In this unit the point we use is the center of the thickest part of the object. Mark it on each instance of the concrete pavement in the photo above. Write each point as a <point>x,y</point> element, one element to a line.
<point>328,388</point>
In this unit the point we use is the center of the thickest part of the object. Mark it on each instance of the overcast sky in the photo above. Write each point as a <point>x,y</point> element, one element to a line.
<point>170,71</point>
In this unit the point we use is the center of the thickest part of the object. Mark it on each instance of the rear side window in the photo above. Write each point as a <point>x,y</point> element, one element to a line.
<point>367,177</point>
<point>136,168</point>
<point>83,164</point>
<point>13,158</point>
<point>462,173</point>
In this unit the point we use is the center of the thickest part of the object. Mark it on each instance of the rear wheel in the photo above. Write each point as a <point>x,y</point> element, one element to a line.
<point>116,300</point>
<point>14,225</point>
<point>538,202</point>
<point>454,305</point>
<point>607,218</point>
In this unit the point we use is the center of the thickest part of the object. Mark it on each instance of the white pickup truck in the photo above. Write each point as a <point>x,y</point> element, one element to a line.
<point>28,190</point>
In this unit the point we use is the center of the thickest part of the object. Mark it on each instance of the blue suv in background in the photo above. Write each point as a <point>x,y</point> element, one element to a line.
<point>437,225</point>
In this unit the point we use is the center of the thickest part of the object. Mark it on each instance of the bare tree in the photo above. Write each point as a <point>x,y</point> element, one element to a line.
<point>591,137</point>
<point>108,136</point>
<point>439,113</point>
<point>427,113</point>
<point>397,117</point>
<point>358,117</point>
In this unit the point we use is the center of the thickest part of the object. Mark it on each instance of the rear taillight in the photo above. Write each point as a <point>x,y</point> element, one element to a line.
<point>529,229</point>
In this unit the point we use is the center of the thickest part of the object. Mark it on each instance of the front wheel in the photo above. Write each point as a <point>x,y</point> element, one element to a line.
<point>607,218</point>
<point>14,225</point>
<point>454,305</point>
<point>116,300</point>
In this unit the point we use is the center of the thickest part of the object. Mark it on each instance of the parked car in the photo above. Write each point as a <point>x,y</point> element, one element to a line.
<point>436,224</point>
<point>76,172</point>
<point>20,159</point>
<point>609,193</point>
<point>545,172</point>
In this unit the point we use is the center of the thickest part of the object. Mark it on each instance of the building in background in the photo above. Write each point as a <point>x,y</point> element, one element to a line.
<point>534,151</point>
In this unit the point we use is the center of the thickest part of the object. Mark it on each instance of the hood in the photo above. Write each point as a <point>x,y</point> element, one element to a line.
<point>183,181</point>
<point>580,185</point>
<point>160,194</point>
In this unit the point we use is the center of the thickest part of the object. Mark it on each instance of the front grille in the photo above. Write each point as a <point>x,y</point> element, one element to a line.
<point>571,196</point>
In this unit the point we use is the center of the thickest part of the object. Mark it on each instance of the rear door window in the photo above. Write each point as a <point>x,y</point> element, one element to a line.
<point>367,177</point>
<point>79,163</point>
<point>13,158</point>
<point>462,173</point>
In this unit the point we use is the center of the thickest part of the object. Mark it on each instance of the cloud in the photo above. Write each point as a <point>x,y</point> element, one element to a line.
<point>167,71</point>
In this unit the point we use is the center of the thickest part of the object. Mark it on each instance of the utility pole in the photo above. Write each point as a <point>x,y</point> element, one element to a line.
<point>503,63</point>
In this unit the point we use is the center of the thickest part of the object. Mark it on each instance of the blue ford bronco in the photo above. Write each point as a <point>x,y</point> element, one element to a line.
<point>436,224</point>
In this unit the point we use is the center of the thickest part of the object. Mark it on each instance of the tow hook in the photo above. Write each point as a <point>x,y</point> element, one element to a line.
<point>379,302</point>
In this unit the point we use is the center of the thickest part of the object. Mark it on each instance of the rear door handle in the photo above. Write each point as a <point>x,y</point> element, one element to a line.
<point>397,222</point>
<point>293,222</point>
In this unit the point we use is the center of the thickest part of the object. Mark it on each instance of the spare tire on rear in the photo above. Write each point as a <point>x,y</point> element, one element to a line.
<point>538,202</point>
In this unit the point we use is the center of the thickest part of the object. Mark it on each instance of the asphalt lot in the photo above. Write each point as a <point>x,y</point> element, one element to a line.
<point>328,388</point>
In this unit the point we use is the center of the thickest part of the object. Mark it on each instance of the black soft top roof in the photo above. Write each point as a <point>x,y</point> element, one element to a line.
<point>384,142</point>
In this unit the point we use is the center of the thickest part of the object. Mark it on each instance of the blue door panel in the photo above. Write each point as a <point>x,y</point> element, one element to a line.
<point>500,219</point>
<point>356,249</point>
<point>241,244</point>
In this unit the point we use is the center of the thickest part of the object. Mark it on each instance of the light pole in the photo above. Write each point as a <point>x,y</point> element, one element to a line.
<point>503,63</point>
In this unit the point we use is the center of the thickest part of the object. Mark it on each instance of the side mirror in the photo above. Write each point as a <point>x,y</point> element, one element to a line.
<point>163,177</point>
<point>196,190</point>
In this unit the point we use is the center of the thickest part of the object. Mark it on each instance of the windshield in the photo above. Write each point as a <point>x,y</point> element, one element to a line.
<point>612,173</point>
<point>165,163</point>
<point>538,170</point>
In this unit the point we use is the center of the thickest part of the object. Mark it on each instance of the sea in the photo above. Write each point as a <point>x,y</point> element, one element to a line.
────────────────────────────────────────
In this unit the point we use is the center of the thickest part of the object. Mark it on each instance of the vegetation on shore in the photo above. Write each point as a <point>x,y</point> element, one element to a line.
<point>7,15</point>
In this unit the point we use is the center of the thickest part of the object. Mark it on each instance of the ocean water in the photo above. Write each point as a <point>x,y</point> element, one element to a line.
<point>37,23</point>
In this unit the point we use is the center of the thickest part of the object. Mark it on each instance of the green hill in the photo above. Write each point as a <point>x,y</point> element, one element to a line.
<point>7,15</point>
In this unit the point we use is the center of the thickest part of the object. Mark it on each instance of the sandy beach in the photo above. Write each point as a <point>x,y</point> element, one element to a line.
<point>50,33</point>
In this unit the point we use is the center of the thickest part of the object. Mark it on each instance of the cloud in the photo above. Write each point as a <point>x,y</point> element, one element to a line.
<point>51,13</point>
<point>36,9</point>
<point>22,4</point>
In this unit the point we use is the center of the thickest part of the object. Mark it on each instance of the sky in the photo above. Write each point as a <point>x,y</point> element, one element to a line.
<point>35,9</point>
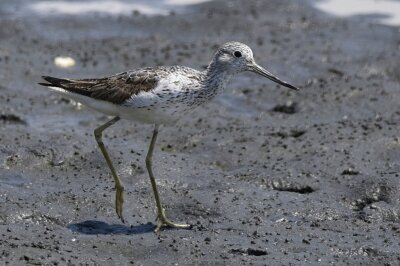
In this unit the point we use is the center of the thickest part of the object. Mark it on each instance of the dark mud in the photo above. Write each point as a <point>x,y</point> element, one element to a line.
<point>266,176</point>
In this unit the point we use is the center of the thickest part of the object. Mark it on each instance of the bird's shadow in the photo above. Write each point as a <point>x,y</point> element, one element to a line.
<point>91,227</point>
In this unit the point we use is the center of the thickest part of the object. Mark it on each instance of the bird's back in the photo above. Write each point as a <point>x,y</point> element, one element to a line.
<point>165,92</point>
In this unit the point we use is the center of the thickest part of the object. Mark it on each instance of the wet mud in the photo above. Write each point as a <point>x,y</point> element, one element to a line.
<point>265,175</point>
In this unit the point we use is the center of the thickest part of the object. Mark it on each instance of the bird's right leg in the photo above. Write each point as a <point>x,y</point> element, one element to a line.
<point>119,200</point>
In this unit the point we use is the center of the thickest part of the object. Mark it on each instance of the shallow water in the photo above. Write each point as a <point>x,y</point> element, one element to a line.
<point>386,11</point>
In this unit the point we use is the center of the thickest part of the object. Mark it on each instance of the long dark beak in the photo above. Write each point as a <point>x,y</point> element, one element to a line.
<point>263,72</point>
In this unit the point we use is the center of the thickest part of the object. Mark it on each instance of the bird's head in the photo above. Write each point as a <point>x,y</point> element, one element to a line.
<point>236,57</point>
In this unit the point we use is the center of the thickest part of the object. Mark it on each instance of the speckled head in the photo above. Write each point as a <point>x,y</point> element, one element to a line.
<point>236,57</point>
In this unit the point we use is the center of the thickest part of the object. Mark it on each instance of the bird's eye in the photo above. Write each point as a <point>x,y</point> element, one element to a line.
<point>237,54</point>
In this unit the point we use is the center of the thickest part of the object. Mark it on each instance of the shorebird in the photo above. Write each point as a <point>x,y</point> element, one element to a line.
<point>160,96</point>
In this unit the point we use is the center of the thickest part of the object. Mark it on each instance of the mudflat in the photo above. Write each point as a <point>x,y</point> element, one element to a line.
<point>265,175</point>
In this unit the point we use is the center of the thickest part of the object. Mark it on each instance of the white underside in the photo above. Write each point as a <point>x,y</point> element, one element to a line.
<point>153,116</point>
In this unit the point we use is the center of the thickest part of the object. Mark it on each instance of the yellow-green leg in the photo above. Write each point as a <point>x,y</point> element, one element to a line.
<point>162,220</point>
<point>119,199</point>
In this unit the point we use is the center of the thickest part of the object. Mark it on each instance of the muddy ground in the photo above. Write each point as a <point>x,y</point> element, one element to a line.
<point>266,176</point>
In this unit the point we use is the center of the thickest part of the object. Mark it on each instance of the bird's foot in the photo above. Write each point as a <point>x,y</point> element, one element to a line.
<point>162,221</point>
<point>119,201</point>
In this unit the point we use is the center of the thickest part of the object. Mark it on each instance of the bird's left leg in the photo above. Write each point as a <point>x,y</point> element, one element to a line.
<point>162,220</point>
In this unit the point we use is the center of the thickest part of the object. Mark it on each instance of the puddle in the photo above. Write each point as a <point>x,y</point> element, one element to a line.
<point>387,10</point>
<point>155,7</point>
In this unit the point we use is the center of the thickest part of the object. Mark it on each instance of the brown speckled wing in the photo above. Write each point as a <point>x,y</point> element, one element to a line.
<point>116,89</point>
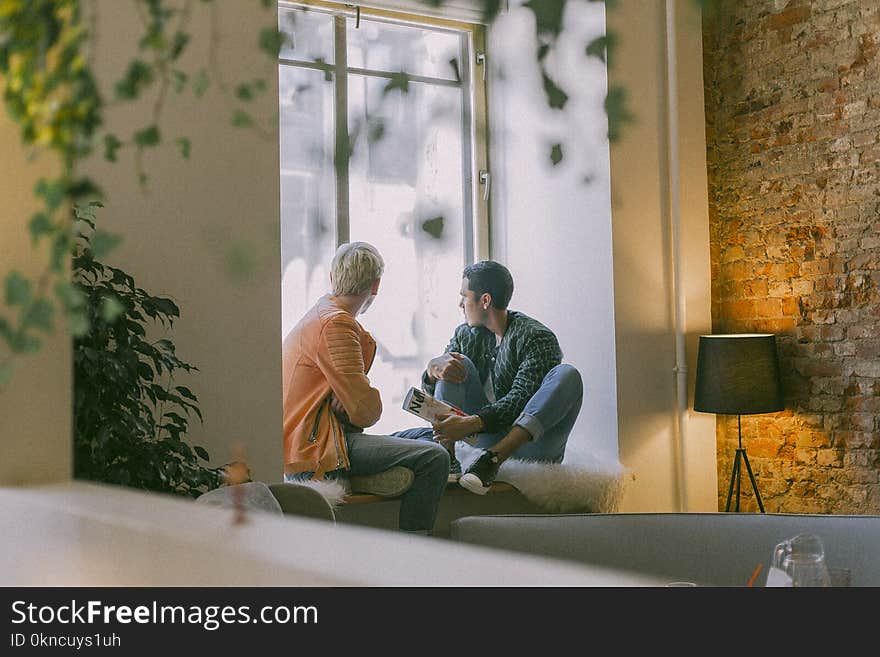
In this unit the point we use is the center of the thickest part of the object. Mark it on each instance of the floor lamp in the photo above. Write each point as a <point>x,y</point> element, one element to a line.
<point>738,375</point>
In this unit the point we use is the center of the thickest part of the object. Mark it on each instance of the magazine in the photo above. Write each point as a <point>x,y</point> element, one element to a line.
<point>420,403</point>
────────────────────────────────────────
### What is needed
Locate every line in the material above that contains the string "speckled", and copy each of those lines. Case counts.

### Answer to the exercise
In this unit the point we use is the center of the thickest part of the object. Mark it on each instance of the speckled head in the photo above. Write each point as a <point>x,y</point> element, one element to a line.
In this unit the point we use is the center of the thickest part of the object. Mark it on each instance of the brown speckled wing in the photo above. Write each point as a <point>x,y</point> element, one element to a line.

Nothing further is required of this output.